# START OF MATERIAL TO PROCESS

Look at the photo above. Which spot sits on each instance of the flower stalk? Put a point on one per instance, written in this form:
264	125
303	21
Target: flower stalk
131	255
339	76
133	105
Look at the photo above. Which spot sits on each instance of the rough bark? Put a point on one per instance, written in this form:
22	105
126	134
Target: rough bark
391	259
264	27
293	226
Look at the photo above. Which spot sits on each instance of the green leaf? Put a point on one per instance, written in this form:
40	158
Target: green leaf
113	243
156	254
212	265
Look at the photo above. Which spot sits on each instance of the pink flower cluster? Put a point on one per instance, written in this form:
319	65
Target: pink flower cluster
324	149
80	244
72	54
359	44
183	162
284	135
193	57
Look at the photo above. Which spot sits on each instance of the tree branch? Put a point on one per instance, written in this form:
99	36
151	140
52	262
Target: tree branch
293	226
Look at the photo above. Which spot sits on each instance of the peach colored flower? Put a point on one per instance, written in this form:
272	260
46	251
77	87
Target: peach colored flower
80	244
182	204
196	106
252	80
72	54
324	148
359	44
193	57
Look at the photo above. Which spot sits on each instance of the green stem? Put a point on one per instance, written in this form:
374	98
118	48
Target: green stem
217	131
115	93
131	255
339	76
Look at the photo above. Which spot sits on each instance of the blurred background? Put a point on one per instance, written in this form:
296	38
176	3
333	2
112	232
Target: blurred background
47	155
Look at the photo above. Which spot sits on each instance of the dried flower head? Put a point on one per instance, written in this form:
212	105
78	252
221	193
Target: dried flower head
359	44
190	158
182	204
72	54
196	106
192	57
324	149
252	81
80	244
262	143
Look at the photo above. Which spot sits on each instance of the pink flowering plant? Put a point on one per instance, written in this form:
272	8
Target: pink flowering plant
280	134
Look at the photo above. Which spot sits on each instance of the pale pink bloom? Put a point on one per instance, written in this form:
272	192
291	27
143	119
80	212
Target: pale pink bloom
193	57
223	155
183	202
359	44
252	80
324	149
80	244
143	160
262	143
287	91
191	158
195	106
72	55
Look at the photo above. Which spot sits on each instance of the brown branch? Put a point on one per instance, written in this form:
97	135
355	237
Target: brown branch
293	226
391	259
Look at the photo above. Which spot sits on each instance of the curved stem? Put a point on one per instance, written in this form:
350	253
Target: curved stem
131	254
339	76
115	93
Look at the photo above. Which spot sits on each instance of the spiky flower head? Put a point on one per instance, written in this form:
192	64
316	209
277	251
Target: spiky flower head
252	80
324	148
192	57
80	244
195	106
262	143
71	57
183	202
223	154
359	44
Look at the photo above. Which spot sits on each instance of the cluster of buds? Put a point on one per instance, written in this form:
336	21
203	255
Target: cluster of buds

# END OF MATERIAL TO PROCESS

Copy out exactly the lines running from the line with "the pink flowering" to the end of the records, inclusive.

__EXERCISE RESULT__:
Look at the photo above. Which spot sits on each instance of the pink flowering plant? Put a point on one per instance, written in this form:
272	8
Target: pink flowering plant
280	134
Look at the photo above. Which spot sits on each instance of the pale pink bloom? Put a point on one per instance, written in this form:
272	192
291	27
143	119
80	212
Target: pale pink bloom
193	57
223	155
183	202
359	44
252	80
324	149
80	244
143	160
262	143
287	91
191	158
195	106
72	55
Look at the photo above. Which spot sits on each instance of the brown branch? Put a point on one per instance, written in this form:
97	135
355	237
Target: brown branch
293	226
391	259
Look at the photo above. Which spot sits on each instance of the curved stem? Put a point on one per instance, written in this form:
350	253
Target: curved stem
131	254
339	76
115	93
Look at the photo above. Which spot sits on each instance of the spiky flower head? Put a point on one per instance, written in this form:
192	64
316	209
277	251
Target: spiky flower head
252	80
324	148
192	57
80	244
195	106
262	143
71	57
183	202
223	154
359	44
Look at the photo above. Which spot sits on each instance of the cluster of buds? Put a point on one per instance, written in this form:
336	21
203	255
Target: cluster of buds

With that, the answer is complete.